-- Records for the task start --

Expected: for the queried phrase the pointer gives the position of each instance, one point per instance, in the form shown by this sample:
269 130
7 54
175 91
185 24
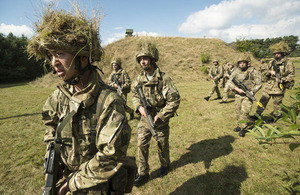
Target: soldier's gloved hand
157 121
142 111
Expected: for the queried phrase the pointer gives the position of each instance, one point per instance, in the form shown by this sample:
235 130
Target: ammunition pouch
289 85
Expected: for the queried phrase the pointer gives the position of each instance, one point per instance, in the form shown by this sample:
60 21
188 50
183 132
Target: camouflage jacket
123 78
216 71
160 92
95 140
287 73
251 78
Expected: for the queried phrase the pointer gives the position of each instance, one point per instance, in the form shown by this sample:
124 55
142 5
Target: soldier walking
163 99
251 79
229 70
120 80
216 73
84 116
278 75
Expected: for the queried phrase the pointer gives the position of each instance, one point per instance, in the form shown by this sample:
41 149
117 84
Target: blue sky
226 20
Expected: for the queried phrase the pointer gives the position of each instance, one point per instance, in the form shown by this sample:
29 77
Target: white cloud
229 20
16 30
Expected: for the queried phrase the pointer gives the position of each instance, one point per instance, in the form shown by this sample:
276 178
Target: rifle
248 93
52 163
278 77
149 119
118 84
51 166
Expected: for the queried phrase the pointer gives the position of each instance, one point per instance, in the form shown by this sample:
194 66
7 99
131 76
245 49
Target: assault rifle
52 163
118 84
51 166
248 93
149 119
278 77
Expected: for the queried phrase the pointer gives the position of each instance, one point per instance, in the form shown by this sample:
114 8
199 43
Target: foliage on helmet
116 60
147 48
71 32
243 58
281 47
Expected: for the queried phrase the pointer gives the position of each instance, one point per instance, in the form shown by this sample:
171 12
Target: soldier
278 75
95 134
163 98
227 74
215 73
251 78
120 77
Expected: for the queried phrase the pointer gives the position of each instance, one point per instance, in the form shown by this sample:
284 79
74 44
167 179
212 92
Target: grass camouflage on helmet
71 32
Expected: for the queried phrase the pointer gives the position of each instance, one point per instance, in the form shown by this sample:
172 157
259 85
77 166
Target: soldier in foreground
216 73
84 117
229 70
162 100
120 80
278 76
250 78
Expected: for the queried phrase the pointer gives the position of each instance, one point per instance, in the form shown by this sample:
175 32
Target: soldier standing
163 98
120 80
83 113
251 78
216 73
227 74
278 75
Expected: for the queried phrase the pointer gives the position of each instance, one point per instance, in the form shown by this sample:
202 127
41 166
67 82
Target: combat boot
131 116
242 133
163 171
141 179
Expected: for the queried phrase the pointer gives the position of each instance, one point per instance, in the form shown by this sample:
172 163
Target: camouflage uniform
252 80
217 73
125 83
271 87
95 140
227 73
164 99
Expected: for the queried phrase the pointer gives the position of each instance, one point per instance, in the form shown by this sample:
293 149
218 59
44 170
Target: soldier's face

-- Records for the task end --

Set exercise
Copy the whole of the material above exactly, but not its images.

Solution to this exercise
Expected: for the queried phrase the pointer gives the position of each instance, one point per instance, in the form shown by this sample:
269 130
7 54
175 91
185 24
Target: soldier's gloved hand
157 121
142 111
Expected: for the queried phrase the pointer gives the position of each instance, one point per instance, in the form shown by this sample:
235 130
Target: ammunition pouch
289 85
Expected: for the queried phrase the pointer gives the position of each instance, one point per instance, in the form shown by this sample:
60 21
188 50
183 132
Target: camouflage jacket
123 78
216 71
160 92
95 140
287 73
251 78
Expected: for the queried phrase the pointer gives the position of each instance, one point per instance, in the form shown by this sample:
124 55
142 5
Target: soldier walking
163 99
251 79
229 70
120 80
216 73
84 116
278 75
Expected: for the queried phrase the pointer gives the position of each instance, one point per instance, in the form shown by this sample:
41 149
117 84
Target: blue sky
226 20
Expected: for the queried phrase the pointer gives the position of each instance, one point per instance, in the form shown by this sample:
29 77
Target: white cloud
229 20
16 30
Expected: for the queried phrase the pointer gives the position of each instance, one point per instance, in the form shown by this sample:
276 178
Target: rifle
248 93
52 163
278 77
149 119
118 84
51 166
Expected: for the queried phrase the pointer gives the position of each instance, one point per instance, in the form shown by this sample:
194 66
7 99
131 76
245 49
Target: assault rifle
52 163
118 84
51 166
248 93
149 119
278 77
Expected: for the queried phrase the pointer gives the position of each instance, one point per instance, in the form shown by this sample:
114 8
199 43
Target: foliage on helmet
116 60
147 48
71 32
243 58
281 47
Expected: for the queried phrase the pointer gives the position of each instance, one point per instance, in the form shown by this sample:
171 12
Target: soldier
278 75
95 134
163 98
227 74
215 73
251 78
120 77
Expected: for the queried phrase the pointer gives the position of each instance, one point per instance, in the form shown by this sample:
284 79
74 44
167 179
212 92
Target: grass camouflage on helmet
71 32
Expected: for the queried phrase the pointer gives the position of each instance, one point per instance, in the form shown by this sample:
172 157
259 85
77 166
Target: soldier in foreground
216 73
84 117
229 70
162 100
120 80
278 76
250 78
Expected: for the queried phrase the pointer gives the position of each instance, one point per instance, in the form shown by this sample:
175 32
Target: soldier standing
163 98
120 80
83 113
251 78
216 73
227 74
278 75
Expected: for the queried phrase the pointer gives the position of each instance, one point per instance, in the form shown by this sample:
202 127
41 166
67 82
Target: combat boot
131 116
242 133
163 171
141 179
Expected: for the queried phrase the pointer gives the position of each instance, one point per instance, in the form shown by this sample:
172 163
Target: camouflage uniform
252 80
217 73
125 83
271 87
95 140
227 73
164 99
Expected: for the queried phrase the pointer gives the position of each instance, one point per instance, in the form shown by this sample:
293 149
218 59
44 170
Target: soldier's face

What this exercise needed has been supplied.